YOUR OBJECTIVE: Restate the records in their entirety, word for word.

RECORDS FOR THE EXERCISE:
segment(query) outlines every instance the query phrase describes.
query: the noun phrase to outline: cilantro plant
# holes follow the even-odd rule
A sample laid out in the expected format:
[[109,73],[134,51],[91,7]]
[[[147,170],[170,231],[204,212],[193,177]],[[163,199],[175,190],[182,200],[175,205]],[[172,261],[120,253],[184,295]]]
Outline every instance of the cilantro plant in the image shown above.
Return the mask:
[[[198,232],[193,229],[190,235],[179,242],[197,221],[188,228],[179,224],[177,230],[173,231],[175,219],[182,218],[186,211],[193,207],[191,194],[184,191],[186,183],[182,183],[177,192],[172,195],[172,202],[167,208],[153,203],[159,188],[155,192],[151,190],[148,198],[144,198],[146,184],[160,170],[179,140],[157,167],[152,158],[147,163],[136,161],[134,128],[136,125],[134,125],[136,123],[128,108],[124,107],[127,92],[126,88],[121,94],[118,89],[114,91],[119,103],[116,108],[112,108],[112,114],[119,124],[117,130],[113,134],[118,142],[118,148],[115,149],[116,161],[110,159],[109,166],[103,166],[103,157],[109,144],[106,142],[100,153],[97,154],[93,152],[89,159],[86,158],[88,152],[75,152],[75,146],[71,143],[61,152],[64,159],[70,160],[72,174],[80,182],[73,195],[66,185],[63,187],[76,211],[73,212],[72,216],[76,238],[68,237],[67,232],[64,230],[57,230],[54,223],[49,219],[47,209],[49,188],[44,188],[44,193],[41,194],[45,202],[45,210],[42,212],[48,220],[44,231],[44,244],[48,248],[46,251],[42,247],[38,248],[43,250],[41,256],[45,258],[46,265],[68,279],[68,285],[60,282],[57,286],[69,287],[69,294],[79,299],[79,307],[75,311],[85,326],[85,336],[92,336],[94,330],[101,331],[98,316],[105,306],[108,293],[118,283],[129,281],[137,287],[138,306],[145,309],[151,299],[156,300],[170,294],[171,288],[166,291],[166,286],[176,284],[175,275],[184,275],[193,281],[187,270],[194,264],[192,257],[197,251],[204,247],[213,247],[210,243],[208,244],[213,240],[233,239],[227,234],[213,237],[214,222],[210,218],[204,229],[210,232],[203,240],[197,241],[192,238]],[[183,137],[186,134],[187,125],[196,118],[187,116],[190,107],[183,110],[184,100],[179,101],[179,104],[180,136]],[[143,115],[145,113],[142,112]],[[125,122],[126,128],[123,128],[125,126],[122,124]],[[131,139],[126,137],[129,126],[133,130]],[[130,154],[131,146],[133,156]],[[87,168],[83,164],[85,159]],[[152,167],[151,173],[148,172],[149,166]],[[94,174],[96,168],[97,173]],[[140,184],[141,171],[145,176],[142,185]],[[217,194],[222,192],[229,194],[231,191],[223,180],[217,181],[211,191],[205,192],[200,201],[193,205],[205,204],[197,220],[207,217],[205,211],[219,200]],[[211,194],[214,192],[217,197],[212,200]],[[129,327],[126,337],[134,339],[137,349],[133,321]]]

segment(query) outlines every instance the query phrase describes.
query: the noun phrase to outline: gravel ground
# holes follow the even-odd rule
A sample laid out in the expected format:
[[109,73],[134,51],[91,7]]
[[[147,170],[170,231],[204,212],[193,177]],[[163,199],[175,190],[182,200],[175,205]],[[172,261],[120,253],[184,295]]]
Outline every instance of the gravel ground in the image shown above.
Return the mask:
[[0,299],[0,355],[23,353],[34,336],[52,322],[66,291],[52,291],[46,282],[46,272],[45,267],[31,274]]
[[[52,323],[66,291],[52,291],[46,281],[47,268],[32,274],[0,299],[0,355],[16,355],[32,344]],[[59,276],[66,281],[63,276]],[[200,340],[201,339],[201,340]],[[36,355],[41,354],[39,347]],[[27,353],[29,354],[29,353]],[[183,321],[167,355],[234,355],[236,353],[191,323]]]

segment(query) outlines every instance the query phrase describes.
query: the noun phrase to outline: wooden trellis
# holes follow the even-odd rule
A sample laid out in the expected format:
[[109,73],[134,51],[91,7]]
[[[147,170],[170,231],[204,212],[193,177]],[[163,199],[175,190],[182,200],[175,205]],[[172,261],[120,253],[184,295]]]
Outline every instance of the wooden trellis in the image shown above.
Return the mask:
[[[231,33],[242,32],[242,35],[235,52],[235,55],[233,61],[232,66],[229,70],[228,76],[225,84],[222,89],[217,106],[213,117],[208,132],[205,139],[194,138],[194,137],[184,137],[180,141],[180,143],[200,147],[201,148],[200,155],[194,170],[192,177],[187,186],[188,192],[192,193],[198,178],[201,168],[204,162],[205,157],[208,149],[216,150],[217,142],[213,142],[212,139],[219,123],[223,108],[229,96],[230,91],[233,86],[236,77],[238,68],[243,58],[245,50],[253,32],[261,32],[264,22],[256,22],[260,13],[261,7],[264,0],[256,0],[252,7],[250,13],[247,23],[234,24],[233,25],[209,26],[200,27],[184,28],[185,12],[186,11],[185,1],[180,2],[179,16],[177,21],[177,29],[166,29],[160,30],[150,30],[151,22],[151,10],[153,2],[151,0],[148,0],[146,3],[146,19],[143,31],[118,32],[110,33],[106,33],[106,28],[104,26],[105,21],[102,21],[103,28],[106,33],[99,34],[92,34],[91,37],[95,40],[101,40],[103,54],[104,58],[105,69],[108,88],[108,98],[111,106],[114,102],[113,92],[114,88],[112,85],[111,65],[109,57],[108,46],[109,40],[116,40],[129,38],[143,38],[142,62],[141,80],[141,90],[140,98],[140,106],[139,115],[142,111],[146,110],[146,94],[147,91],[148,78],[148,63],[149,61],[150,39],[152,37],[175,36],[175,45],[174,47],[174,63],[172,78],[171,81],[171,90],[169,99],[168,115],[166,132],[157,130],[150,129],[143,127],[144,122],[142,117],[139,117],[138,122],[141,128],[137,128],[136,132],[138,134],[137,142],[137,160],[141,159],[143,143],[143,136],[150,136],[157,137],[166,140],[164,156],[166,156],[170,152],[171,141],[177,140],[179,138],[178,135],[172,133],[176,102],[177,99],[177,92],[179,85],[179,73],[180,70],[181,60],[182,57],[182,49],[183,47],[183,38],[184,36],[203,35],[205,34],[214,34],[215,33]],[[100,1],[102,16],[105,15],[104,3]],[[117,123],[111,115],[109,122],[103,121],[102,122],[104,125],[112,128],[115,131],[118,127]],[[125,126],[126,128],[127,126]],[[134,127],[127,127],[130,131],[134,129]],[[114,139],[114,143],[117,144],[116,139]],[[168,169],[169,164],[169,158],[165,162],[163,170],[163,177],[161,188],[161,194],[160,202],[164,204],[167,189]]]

SOLUTION TO THIS TASK:
segment(query) outlines every instance the query phrase describes.
query: the noun phrase to outline: cilantro plant
# holes follow the even-odd rule
A sample laid out in the expected format:
[[109,73],[134,51],[91,7]]
[[[147,170],[170,231],[204,212],[193,177]],[[163,199],[175,190],[182,200],[175,205]],[[172,261],[120,253],[184,295]]]
Outline every instance of the cilantro plant in the image shown above.
Return the mask:
[[[198,232],[193,229],[190,235],[179,242],[197,221],[188,228],[179,224],[177,230],[173,231],[175,219],[182,218],[186,211],[193,207],[191,194],[184,191],[186,183],[182,183],[177,192],[172,195],[172,202],[167,208],[153,203],[159,188],[155,192],[151,190],[148,198],[144,198],[146,184],[160,170],[179,140],[157,167],[152,158],[147,163],[136,161],[134,128],[136,125],[134,125],[136,123],[128,108],[124,107],[127,92],[126,88],[121,94],[118,89],[114,91],[119,103],[116,108],[112,108],[112,114],[119,124],[117,130],[113,134],[118,142],[118,148],[115,149],[116,161],[110,159],[109,166],[103,166],[103,157],[109,144],[106,142],[100,153],[97,154],[93,152],[89,159],[86,158],[88,152],[75,152],[75,146],[71,143],[61,152],[64,159],[70,160],[72,174],[80,182],[73,195],[66,185],[63,187],[76,211],[73,212],[72,216],[76,238],[68,237],[67,232],[64,230],[57,230],[54,223],[49,219],[47,209],[49,188],[44,188],[44,193],[41,194],[45,202],[45,210],[42,212],[48,220],[44,231],[44,244],[48,248],[46,251],[42,247],[38,248],[43,250],[41,256],[45,258],[46,265],[68,279],[68,285],[60,282],[57,286],[69,287],[69,294],[79,299],[79,307],[75,311],[85,326],[85,336],[92,336],[94,330],[101,331],[98,316],[105,306],[108,293],[118,283],[129,281],[137,287],[138,306],[145,309],[151,299],[156,300],[170,294],[171,288],[166,291],[166,286],[176,284],[175,275],[184,275],[193,281],[187,270],[194,264],[192,257],[197,251],[204,247],[213,247],[210,243],[208,244],[213,240],[233,239],[227,234],[213,237],[214,222],[210,218],[204,229],[210,232],[203,240],[197,241],[192,238]],[[183,137],[186,134],[187,125],[196,118],[187,116],[190,107],[183,110],[184,100],[179,101],[179,104],[180,136]],[[143,115],[145,113],[142,112]],[[125,122],[126,128],[123,128],[125,126],[122,124]],[[131,139],[126,137],[129,126],[133,130]],[[130,154],[131,146],[133,156]],[[87,168],[83,164],[85,159]],[[152,167],[151,173],[148,172],[149,166]],[[94,174],[96,168],[97,173]],[[140,184],[141,171],[145,176],[142,185]],[[217,194],[222,192],[229,194],[231,191],[223,180],[217,181],[211,191],[205,192],[200,201],[193,205],[205,204],[197,220],[207,217],[205,211],[219,200]],[[211,194],[214,192],[217,197],[212,200]],[[129,327],[126,337],[134,339],[137,349],[133,321]]]

segment(query) outlines every instance the query phrase describes.
query: the noun phrase to outline: gravel ground
# holes follow the even-odd rule
A sample laid out in the expected format:
[[109,73],[134,51],[91,7]]
[[[147,170],[170,231],[204,212],[193,177]],[[163,199],[175,190],[182,200],[175,205]],[[172,261],[120,253],[184,295]]]
Outline every instance of the gravel ground in the image shown above.
Return the mask:
[[0,299],[0,355],[23,353],[34,336],[52,322],[66,291],[52,291],[46,282],[46,272],[45,267],[31,274]]
[[[52,323],[66,291],[52,291],[46,281],[47,268],[32,274],[0,299],[0,355],[16,355],[32,344]],[[59,276],[66,281],[63,276]],[[200,340],[201,339],[201,340]],[[36,355],[41,354],[39,347]],[[27,353],[29,354],[29,353]],[[183,321],[167,355],[234,355],[236,353],[191,323]]]

segment(query) outlines every instance the query phrase describes.
query: the noun phrase to outline: wooden trellis
# holes follow the even-odd rule
A sample laid out in the expected format:
[[109,73],[134,51],[91,7]]
[[[147,170],[170,231],[204,212],[193,177]],[[163,199],[175,190],[182,200],[175,205]],[[172,261],[120,253],[184,295]]]
Outline every instance of the wooden trellis in the image shown above.
Return the mask:
[[[231,33],[242,32],[242,35],[235,52],[235,55],[233,61],[232,66],[229,70],[228,76],[225,84],[222,89],[217,106],[213,117],[208,132],[205,139],[194,138],[194,137],[184,137],[180,141],[180,143],[200,147],[201,148],[200,155],[194,170],[192,177],[187,186],[188,192],[192,193],[198,178],[201,168],[204,162],[205,157],[208,149],[216,150],[217,142],[213,142],[212,139],[219,123],[223,108],[229,96],[230,91],[233,86],[236,77],[238,68],[243,58],[245,50],[253,32],[261,32],[264,22],[256,22],[260,13],[261,7],[264,0],[256,0],[252,7],[250,13],[247,23],[234,24],[233,25],[209,26],[200,27],[184,28],[185,12],[186,11],[185,1],[180,2],[179,16],[177,21],[177,29],[166,29],[160,30],[150,30],[151,22],[151,10],[153,2],[151,0],[148,0],[146,3],[146,19],[143,31],[118,32],[110,33],[106,33],[106,28],[104,26],[105,21],[102,21],[103,28],[106,33],[99,34],[92,34],[91,37],[95,40],[101,40],[103,54],[104,58],[105,69],[108,88],[108,98],[111,106],[114,102],[113,92],[114,88],[112,85],[111,65],[109,57],[108,46],[109,40],[116,40],[129,38],[143,38],[142,62],[141,80],[141,90],[140,98],[140,106],[139,115],[142,111],[146,110],[146,94],[147,91],[148,78],[148,63],[149,61],[150,39],[152,37],[175,36],[175,45],[174,47],[174,63],[172,78],[171,81],[171,90],[169,99],[168,115],[166,132],[157,130],[150,129],[143,127],[144,122],[142,117],[139,117],[138,122],[141,128],[137,128],[136,132],[138,134],[137,142],[137,160],[141,159],[143,143],[143,136],[150,136],[157,137],[166,140],[164,156],[166,156],[170,152],[171,141],[177,140],[179,138],[178,135],[172,133],[176,102],[177,99],[177,92],[179,85],[179,73],[180,70],[181,60],[182,57],[182,49],[183,47],[183,38],[184,36],[203,35],[205,34],[214,34],[215,33]],[[100,1],[102,16],[105,15],[104,3]],[[117,123],[111,115],[109,122],[103,121],[102,122],[104,125],[112,128],[115,131],[118,127]],[[125,126],[126,128],[127,126]],[[134,127],[127,127],[130,131],[134,129]],[[114,139],[114,143],[117,144],[116,139]],[[168,169],[169,164],[169,158],[165,162],[163,170],[163,177],[161,188],[161,194],[160,202],[164,204],[167,189]]]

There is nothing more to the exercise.